Segment Start: DATA PROVIDED

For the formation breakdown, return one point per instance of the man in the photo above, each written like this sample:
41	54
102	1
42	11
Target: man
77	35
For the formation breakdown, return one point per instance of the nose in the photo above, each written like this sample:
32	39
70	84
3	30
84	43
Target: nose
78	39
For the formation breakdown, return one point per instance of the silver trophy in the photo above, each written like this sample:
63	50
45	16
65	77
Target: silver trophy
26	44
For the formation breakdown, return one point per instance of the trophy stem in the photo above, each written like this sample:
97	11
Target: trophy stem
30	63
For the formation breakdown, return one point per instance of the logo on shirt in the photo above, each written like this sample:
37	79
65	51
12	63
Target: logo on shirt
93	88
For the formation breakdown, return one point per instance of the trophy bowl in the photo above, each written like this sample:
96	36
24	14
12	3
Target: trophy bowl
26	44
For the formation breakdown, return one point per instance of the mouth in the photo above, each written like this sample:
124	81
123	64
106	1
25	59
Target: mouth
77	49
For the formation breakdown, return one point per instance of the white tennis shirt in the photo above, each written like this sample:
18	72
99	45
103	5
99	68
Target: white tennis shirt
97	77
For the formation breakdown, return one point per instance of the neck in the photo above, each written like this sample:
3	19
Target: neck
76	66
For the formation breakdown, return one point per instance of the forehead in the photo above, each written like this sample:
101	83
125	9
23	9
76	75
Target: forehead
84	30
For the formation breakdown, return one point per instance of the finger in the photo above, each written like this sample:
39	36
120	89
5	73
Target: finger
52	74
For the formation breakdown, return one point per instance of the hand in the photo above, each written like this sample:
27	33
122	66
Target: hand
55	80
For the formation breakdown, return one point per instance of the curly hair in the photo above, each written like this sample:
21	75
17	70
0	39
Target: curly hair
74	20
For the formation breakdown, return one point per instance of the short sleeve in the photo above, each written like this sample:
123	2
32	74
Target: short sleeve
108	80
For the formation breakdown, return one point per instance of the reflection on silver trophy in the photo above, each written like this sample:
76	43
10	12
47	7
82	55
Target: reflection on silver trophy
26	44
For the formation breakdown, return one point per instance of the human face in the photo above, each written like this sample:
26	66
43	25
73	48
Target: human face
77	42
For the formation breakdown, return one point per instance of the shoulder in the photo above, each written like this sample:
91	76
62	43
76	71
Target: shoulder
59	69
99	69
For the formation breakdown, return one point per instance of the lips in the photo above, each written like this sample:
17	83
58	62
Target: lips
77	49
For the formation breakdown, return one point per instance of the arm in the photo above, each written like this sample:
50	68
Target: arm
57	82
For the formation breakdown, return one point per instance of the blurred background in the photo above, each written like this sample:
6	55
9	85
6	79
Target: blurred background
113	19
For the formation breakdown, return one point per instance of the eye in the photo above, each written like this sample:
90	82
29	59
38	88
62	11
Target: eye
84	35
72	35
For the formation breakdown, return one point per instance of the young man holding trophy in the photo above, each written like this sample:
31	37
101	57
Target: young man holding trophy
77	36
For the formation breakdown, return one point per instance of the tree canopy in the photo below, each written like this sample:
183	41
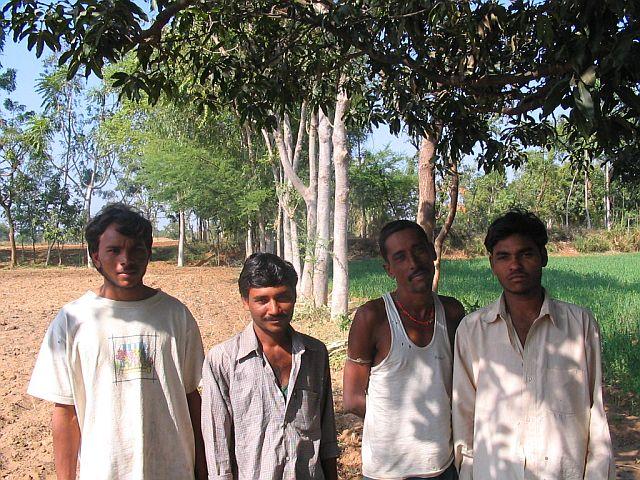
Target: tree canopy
444	64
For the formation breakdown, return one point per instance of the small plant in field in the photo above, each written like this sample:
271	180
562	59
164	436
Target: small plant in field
470	305
344	322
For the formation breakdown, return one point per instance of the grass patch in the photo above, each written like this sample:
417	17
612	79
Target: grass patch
609	285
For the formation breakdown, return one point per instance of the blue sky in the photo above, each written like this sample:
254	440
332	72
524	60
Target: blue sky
29	68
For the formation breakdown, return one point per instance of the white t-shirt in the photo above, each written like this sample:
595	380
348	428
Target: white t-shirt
127	367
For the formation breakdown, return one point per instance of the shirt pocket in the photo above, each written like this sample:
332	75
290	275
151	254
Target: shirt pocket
307	420
249	414
563	390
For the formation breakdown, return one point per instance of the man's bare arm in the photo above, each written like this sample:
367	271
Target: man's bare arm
360	356
195	406
66	440
454	312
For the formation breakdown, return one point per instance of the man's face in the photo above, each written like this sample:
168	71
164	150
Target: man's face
121	260
409	261
271	308
517	263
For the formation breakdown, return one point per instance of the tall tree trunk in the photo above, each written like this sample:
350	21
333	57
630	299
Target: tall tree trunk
248	250
48	256
340	291
262	233
444	231
586	199
566	206
87	210
295	246
321	273
181	235
311	200
427	185
279	221
12	235
607	196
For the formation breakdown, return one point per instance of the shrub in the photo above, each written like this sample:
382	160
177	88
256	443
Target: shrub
592	243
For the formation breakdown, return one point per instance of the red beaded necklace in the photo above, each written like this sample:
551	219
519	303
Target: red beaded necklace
425	323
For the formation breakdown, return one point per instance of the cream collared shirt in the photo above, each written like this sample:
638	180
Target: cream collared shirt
531	411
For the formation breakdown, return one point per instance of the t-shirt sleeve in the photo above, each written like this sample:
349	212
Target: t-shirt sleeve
51	377
194	355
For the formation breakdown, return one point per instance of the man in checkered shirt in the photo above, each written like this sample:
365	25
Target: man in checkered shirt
267	408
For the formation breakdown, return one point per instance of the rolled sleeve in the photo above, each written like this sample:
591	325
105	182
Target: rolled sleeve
328	443
193	355
217	422
51	379
463	405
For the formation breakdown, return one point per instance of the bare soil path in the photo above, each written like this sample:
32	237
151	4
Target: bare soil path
30	298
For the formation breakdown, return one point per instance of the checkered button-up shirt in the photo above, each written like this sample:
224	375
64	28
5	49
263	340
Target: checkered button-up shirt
251	431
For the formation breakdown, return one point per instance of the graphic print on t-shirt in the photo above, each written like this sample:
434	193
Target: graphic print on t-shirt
134	357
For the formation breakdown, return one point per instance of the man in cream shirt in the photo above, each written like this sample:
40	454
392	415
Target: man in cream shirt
527	381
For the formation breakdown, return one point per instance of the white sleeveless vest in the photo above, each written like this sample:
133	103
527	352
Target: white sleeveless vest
407	424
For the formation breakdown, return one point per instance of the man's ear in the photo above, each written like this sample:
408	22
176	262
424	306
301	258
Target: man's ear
96	260
385	265
491	263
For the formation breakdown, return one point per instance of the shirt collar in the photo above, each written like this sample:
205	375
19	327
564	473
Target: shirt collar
499	309
249	343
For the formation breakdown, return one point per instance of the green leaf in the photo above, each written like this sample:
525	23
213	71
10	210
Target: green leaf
584	101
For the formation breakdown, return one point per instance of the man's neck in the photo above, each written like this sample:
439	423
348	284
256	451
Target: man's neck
270	341
111	292
418	302
524	308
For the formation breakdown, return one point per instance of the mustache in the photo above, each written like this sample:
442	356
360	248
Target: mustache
418	272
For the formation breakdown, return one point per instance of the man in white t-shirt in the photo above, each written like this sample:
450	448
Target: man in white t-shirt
122	365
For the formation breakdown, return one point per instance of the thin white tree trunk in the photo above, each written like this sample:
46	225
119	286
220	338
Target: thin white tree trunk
312	210
340	291
586	199
87	211
321	273
286	231
444	231
262	233
181	235
248	251
295	247
607	196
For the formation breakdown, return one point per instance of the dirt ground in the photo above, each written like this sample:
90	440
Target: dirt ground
30	298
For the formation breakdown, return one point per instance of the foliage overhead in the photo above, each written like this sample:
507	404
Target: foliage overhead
444	66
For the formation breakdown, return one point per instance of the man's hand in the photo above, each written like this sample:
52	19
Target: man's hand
195	405
66	440
330	468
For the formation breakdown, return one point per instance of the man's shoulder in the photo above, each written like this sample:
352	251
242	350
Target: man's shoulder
571	312
312	343
453	308
373	312
220	353
481	316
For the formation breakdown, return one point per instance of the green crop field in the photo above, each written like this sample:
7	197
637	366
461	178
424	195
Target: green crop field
607	284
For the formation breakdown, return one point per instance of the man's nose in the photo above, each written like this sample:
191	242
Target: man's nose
273	308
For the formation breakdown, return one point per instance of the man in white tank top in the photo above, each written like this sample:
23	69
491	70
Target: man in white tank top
398	373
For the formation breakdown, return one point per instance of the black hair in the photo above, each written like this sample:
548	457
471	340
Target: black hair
129	223
520	222
397	226
266	270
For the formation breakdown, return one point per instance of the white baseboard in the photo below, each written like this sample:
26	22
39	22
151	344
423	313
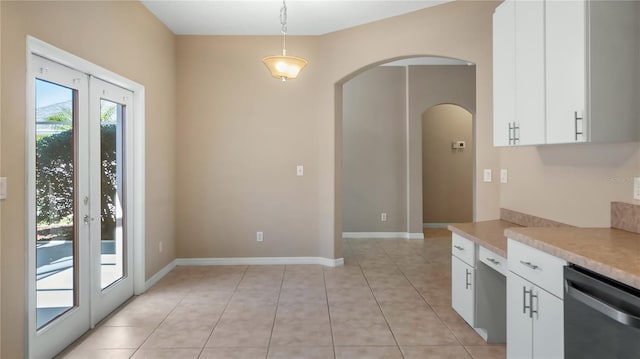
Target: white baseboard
435	225
403	235
159	275
259	261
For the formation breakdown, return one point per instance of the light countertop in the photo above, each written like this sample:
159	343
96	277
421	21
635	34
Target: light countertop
611	252
489	234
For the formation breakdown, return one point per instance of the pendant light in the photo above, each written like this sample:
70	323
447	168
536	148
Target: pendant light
284	67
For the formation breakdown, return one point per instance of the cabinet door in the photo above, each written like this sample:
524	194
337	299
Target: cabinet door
519	324
530	78
504	72
565	71
548	325
462	289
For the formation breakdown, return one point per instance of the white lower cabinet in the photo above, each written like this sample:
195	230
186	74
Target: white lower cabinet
519	324
535	317
462	289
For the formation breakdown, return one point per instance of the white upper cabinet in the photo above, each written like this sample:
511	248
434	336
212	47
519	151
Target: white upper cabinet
565	71
571	75
529	91
504	51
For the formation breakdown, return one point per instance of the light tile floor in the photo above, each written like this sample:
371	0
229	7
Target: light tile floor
390	300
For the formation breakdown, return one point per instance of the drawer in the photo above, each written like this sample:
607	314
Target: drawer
497	262
463	249
536	266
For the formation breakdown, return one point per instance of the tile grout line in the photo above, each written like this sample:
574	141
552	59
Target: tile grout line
158	325
275	314
378	303
223	310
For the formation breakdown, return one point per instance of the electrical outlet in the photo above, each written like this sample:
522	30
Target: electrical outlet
503	176
486	175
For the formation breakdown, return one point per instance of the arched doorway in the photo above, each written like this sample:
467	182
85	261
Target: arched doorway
447	165
388	201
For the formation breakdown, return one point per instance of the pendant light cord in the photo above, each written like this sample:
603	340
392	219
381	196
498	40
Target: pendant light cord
283	22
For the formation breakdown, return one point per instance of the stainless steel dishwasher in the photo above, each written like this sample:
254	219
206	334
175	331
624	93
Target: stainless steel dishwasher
601	316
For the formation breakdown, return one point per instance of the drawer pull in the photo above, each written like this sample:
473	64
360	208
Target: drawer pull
528	264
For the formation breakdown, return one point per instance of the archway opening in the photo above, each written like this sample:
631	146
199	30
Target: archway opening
379	151
447	165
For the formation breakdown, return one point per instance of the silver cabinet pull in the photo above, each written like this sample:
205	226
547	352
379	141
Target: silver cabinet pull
577	116
531	310
524	300
467	280
528	264
511	133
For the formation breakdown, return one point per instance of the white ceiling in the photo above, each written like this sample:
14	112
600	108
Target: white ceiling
262	17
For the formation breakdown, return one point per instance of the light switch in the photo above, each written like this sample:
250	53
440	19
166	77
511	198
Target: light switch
3	187
503	176
487	175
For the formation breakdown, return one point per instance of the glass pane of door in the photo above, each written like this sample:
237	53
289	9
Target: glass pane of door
56	289
112	204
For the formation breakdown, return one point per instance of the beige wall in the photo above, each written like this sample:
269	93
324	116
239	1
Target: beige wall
374	155
241	132
124	38
447	173
573	184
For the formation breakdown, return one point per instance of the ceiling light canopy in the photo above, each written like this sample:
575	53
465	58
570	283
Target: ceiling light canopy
284	67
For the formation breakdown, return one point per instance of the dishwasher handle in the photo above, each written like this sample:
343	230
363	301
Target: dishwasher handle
605	308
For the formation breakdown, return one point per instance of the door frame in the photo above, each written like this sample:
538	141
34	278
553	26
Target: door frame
137	186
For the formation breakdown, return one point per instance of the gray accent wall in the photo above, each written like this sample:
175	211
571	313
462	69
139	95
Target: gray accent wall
382	141
374	151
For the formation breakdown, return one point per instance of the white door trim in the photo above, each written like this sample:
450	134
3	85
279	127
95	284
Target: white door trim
137	128
41	48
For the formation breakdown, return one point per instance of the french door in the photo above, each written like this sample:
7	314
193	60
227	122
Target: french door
79	248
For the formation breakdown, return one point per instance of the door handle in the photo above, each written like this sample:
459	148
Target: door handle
607	309
531	310
524	300
467	281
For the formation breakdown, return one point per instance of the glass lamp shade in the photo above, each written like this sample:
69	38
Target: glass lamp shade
284	67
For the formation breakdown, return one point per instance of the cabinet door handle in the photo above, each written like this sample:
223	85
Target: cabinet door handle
524	300
510	134
579	130
531	310
467	280
528	264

Segment End: DATA PROVIDED

Which lines hold the word "below"? Return all of them from the records above.

**RESULT OF THE EXERCISE**
For the formation breakdown, return one point per instance of the tree canopy in the photo below, each written like this sample:
For the formation breakdown, return one point per instance of the white baseboard in the photo below, each written like this sample:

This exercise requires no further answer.